**BRONTEKST:**
::::

Maar terwijl sommigen facilitymanagement nu als een versterkte rentabiliteitsmotor ervaren, zien anderen het nog altijd gewoon als een zuivere kostenpost. “En toch: bedrijven die met externe leveranciers werken, kunnen eisen formuleren over de resultaten en boetes opleggen als deze niet conform de bepalingen van het contract zijn,” benadrukt Stanislas de Pierpont, algemeen directeur van Axima Services, een filiaal van Sueztak Energy Services dat gespecialiseerd is in het technisch en energiebeheer van gebouwen. Axima Services kiest resoluut voor de praktijk van resultaatsverbintenissen ( service level agreements).
Eén tendens lijkt echter duidelijk: ondernemingen trachten zich te concentreren op hun kernactiviteit en ontdoen zich van secundaire functies zoals de algemene diensten. De strijd tussen doen en laten doen, wordt stilaan beslecht in het voordeel van het Angelsaksische model.
De mentaliteit verandert ook, en sommigen zien daarin de hand van de beroepsvereniging IFMA. “De Belgische IFMA-tak bestaat nochtans al sinds 1990. Maar de organisatie heeft lang gezwoegd om uit de coulissen te komen,” betreurt Marcel Eeckhout, IFMA-voorzitter van 2000 tot 2005 en oprichter van MCS, een Antwerps bureau dat gespecialiseerd is in de ontwikkeling en implementatie van allerlei facilitymanagementsoftware.
Het beste bewijs voor deze toenemende invloed is het aantal IFMA-leden: van 30 naar 350 in amper vijf jaar. “Die verandering is te danken aan een veel doelgerichter informatiebeleid. Onze thema’s – benchmarking, energie-efficiëntie van gebouwen, mobiliteit, … – spreken de bedrijven en hun beheerders direct aan,” merkt Marcel Eeckhout op. En het zijn overigens niet alleen de bedrijven die interesse tonen. “We krijgen ook veel vragen naar informatie van ministeries, gemeentebesturen en universiteiten,” somt Eeckhout op. “Vele daarvan lijken klaar om over te schakelen naar de operationele fase.”
Nu komt het er nog op aan de regels voor dat outsourcen goed te integreren. Want dat is volgens sommige gespecialiseerde operators vandaag nog niet altijd het geval. Met de ontwikkeling van alsmaar performantere beheerondersteunende software denken veel opdrachtgevers dat het volstaat een licentie te kopen en enkele trainingssessies te volgen om hun facilitymanagement te regelen. “Dat is een misrekening,” waarschuwt Pascal Hendrickx, directeur van consultancybureau Sophia Management. “Hoe goed die software ook is, zonder ondersteuning is het waardeloos. Om te slagen, moet een globaal beheersconcept worden opgezet.”

::::

**VERPLICHTE OPDRACHTEN:**
(a) Van hoeveel naar hoeveel leden groeide IFMA volgens de tekst over facilitymanagement?
(b) Schrijf alstublieft het vervolg van de tekst over facilitymanagement, aansluitend op de laatste zin.

Opgeslagen lijst
::::

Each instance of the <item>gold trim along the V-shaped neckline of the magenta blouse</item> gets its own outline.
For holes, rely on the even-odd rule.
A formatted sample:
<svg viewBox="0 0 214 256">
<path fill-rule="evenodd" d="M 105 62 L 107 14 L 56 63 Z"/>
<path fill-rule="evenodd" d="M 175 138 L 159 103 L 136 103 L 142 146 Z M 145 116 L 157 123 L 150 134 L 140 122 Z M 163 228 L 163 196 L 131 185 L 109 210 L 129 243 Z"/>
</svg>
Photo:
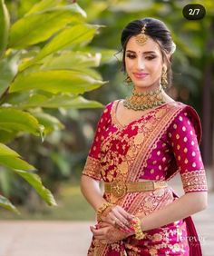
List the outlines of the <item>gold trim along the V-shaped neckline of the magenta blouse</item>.
<svg viewBox="0 0 214 256">
<path fill-rule="evenodd" d="M 130 126 L 131 123 L 135 123 L 135 122 L 139 122 L 141 121 L 141 118 L 147 116 L 148 114 L 152 113 L 153 111 L 155 111 L 156 109 L 168 104 L 168 103 L 163 103 L 157 107 L 154 107 L 152 108 L 150 111 L 148 111 L 147 113 L 142 113 L 141 116 L 135 120 L 132 120 L 130 123 L 126 123 L 126 124 L 122 124 L 118 118 L 117 118 L 117 115 L 116 115 L 116 108 L 119 104 L 119 102 L 122 101 L 122 99 L 119 99 L 119 100 L 116 100 L 112 103 L 112 109 L 111 109 L 111 116 L 112 116 L 112 123 L 119 129 L 125 129 L 126 127 Z M 169 102 L 171 103 L 171 102 Z"/>
</svg>

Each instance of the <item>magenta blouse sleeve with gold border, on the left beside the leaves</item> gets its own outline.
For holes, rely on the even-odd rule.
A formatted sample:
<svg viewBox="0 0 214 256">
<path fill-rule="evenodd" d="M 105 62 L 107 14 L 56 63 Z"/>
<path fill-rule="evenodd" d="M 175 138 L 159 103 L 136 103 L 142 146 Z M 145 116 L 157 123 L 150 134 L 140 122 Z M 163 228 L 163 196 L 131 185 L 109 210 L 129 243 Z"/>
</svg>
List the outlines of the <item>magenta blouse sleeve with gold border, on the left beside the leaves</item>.
<svg viewBox="0 0 214 256">
<path fill-rule="evenodd" d="M 108 122 L 109 122 L 109 114 L 110 114 L 110 105 L 111 103 L 105 106 L 100 119 L 97 123 L 96 131 L 93 137 L 92 146 L 90 148 L 88 157 L 86 159 L 84 168 L 83 168 L 83 175 L 87 175 L 92 177 L 95 180 L 101 181 L 101 144 L 102 144 L 102 133 L 105 131 Z"/>
</svg>

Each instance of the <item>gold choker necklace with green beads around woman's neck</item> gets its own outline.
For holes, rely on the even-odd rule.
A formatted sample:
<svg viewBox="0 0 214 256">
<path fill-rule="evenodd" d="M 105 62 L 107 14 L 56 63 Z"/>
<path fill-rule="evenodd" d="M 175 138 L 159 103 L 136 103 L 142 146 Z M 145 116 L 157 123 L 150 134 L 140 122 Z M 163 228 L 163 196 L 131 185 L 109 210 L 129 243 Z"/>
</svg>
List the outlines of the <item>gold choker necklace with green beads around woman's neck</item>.
<svg viewBox="0 0 214 256">
<path fill-rule="evenodd" d="M 132 110 L 147 110 L 156 106 L 159 106 L 163 103 L 166 103 L 163 100 L 161 94 L 162 87 L 159 86 L 158 89 L 145 93 L 137 93 L 134 89 L 131 93 L 131 96 L 126 97 L 123 102 L 123 105 L 128 109 Z"/>
</svg>

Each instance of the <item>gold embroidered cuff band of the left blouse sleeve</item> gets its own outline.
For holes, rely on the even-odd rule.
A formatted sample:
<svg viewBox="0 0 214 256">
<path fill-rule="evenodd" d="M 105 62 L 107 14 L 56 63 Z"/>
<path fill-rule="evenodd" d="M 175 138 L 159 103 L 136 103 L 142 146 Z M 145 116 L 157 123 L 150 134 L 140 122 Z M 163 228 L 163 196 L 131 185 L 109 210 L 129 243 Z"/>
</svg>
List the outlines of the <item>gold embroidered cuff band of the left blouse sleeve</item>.
<svg viewBox="0 0 214 256">
<path fill-rule="evenodd" d="M 84 165 L 83 174 L 90 176 L 96 180 L 101 180 L 102 176 L 100 161 L 91 156 L 88 156 Z"/>
</svg>

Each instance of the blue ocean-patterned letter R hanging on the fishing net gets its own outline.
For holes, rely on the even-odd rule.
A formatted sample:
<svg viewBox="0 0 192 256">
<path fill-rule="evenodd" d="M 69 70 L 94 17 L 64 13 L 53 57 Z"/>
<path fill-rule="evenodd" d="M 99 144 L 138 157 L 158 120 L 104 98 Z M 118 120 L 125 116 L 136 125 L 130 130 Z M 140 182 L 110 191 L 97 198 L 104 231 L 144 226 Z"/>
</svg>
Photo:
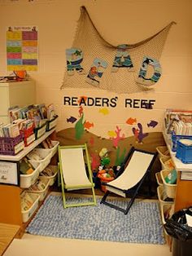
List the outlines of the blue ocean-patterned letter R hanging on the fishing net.
<svg viewBox="0 0 192 256">
<path fill-rule="evenodd" d="M 81 67 L 81 62 L 83 60 L 83 52 L 80 49 L 66 49 L 66 59 L 69 76 L 74 75 L 75 70 L 79 74 L 85 74 L 84 68 Z"/>
</svg>

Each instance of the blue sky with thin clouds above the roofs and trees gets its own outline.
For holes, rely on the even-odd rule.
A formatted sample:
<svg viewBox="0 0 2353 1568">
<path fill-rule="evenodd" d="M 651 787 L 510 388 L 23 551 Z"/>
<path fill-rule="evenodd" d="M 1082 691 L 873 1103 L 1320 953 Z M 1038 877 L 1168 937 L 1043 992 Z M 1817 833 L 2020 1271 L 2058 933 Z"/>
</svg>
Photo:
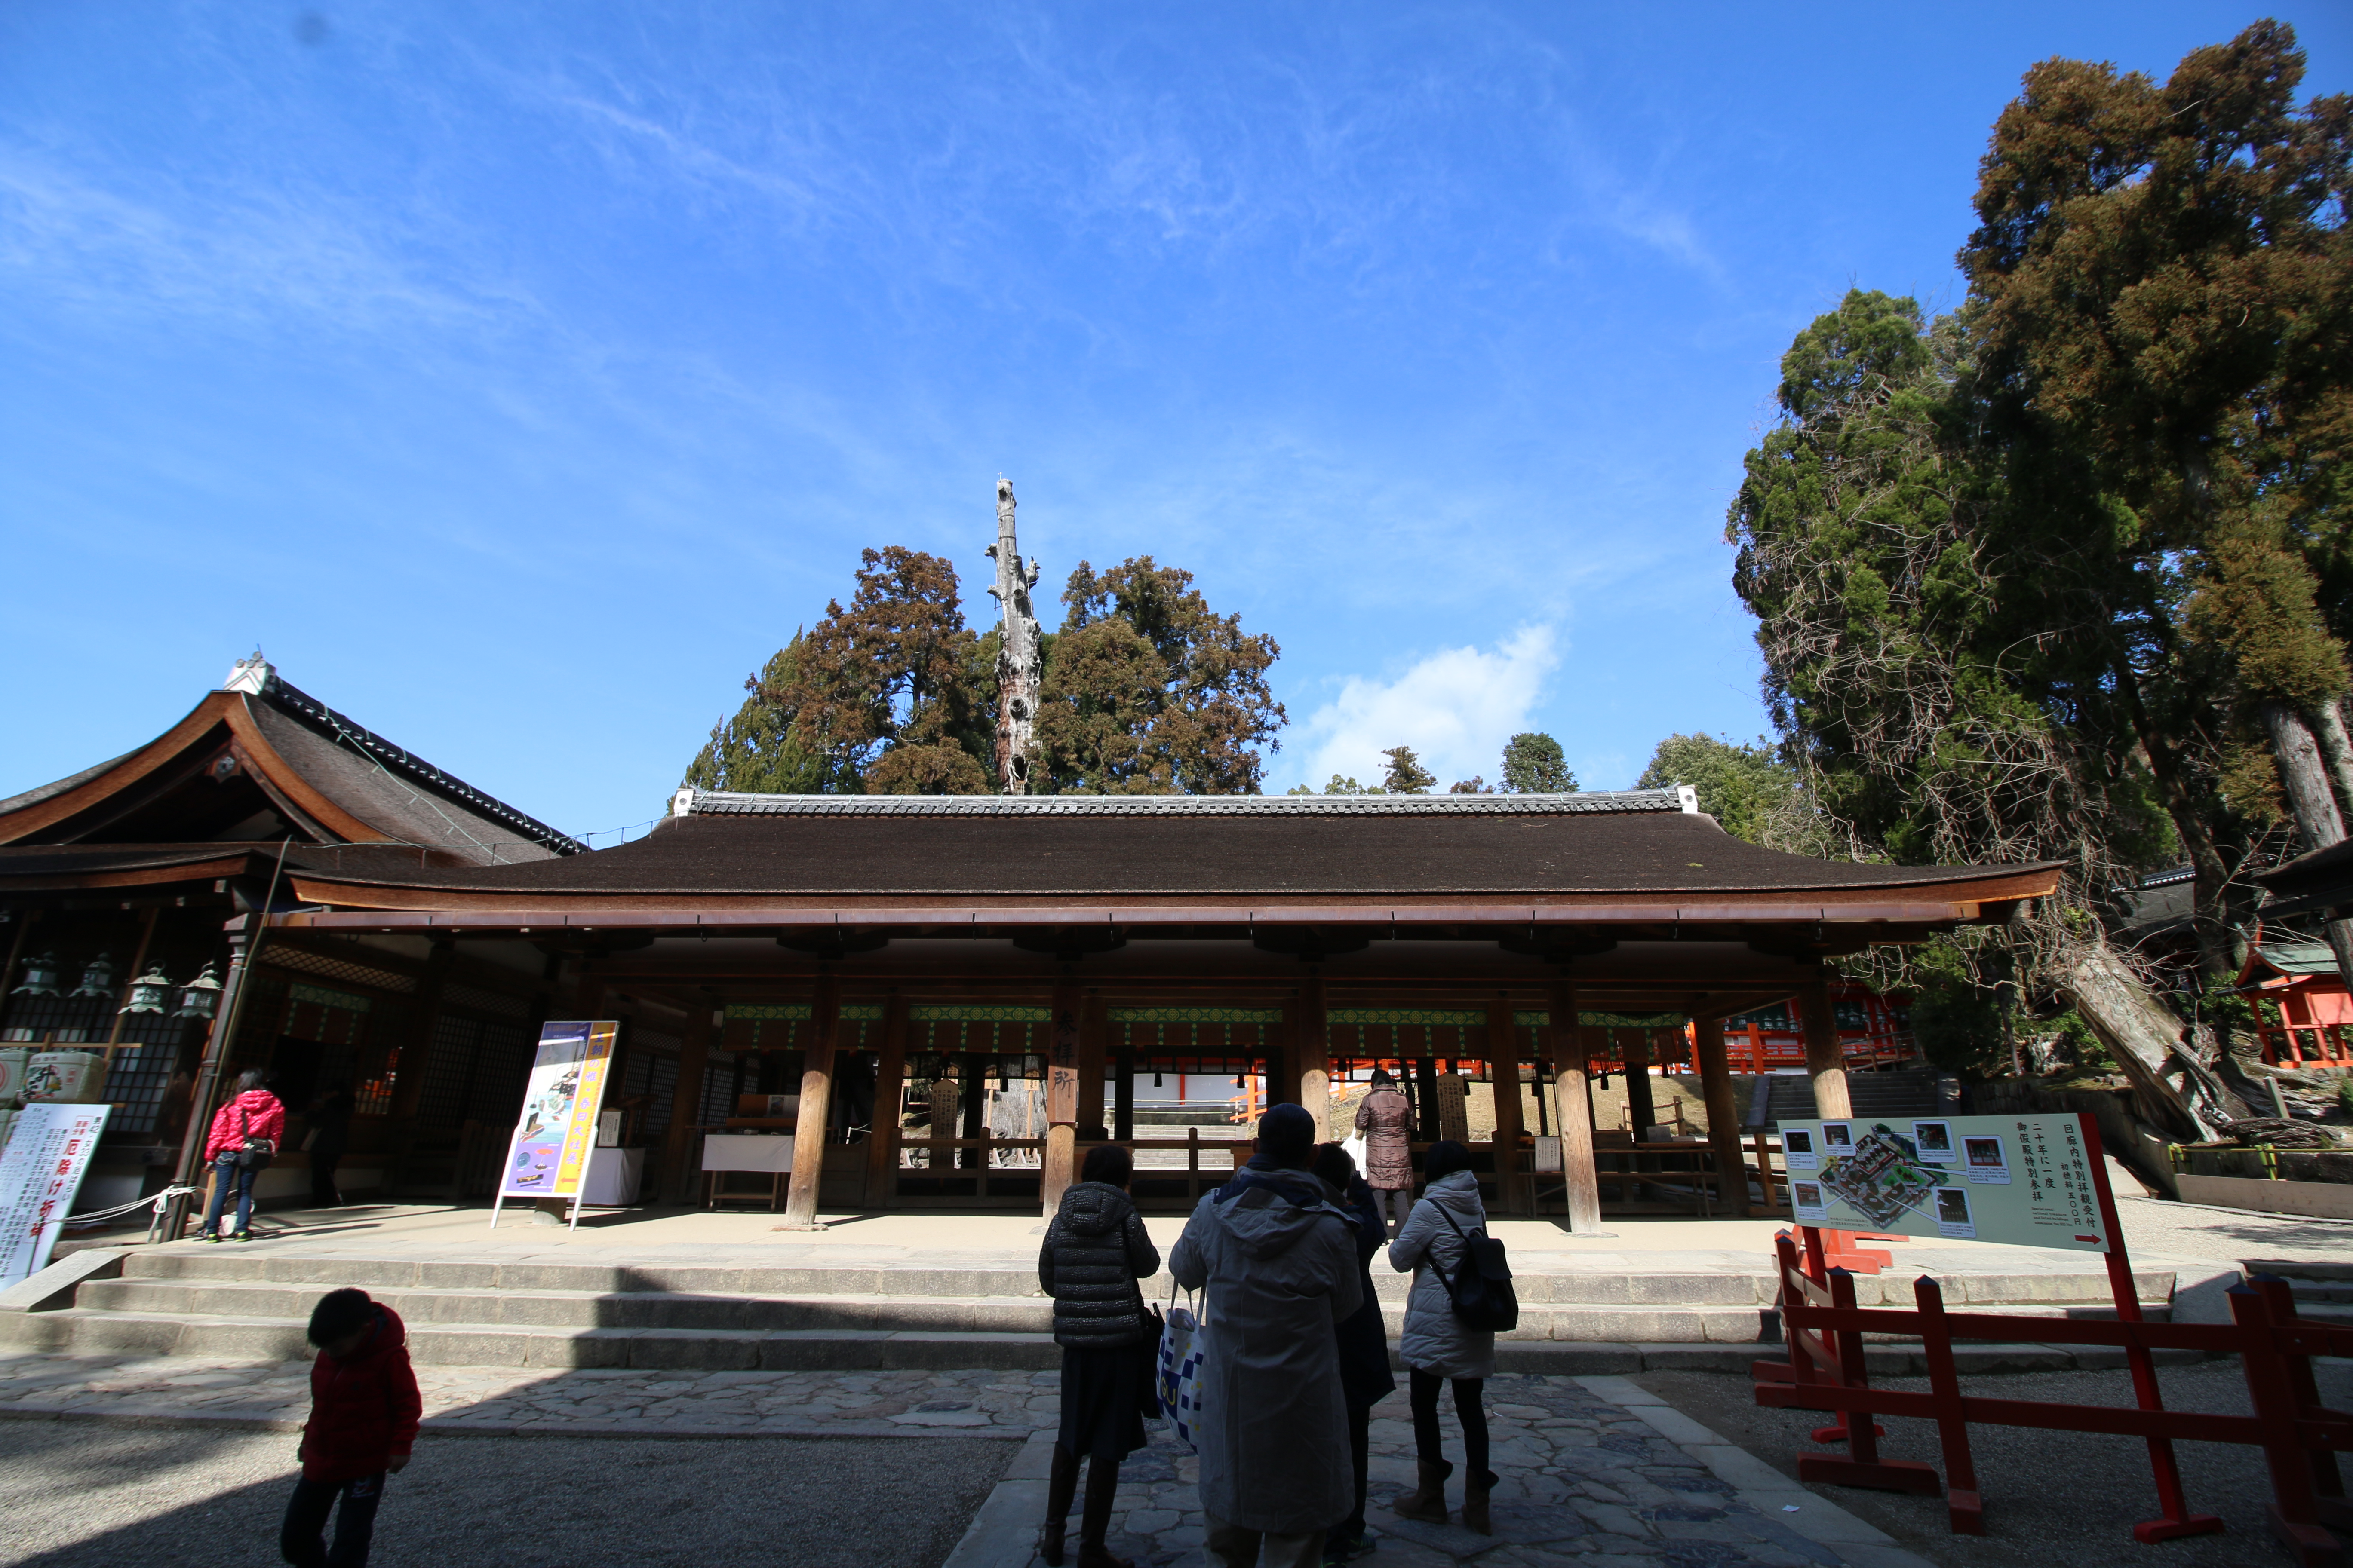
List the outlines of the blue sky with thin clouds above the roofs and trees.
<svg viewBox="0 0 2353 1568">
<path fill-rule="evenodd" d="M 1725 503 L 1791 334 L 1960 296 L 2049 54 L 2287 5 L 0 7 L 0 795 L 264 646 L 572 832 L 861 545 L 1151 552 L 1271 788 L 1755 736 Z"/>
</svg>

::::

**ANTWOORDEN OEFENING:**
(a) Van 30 naar 350 leden, in amper vijf jaar.

(b)
“Ons doel is niet zozeer software te verhandelen, maar echte partnerships op te zetten met de klant, om de tool zodanig te verfijnen dat het de bedrijfseigen problematiek zo goed mogelijk aansnijdt,” vervolgt Eeckhout. Zijn bureau verdiende vooral zijn sporen met de ontwikkeling van enterprise facility management software, die al werd geïmplementeerd bij grote bedrijven zoals Belgacom, Siemens, Vedior Interim, Creyf’s, Nationale Loterij, Arcelor en DHL.
Meer dan vastgoed
Vaak wordt facilitymanagement nog vereenzelvigd met diensten die verbonden zijn met het vastgoedpark. Maar ook de personeelsgebonden diensten komen in aanmerking. En ze winnen overigens aan belang. “De lijst van diensten die in deze context worden aangeboden, is vrijwel eindeloos,” verduidelijkt Anne-France Simon, marketing & communication manager bij vastgoedadviseur Atisreal. “Het gaat van het eenvoudige beheer van drank- of snackautomaten tot het aanbieden van vers fruit of wasserijdiensten. Kortom, al die kleine extra’s waarmee de werknemers zich op de ene site beter voelen dan op een andere werkplek.”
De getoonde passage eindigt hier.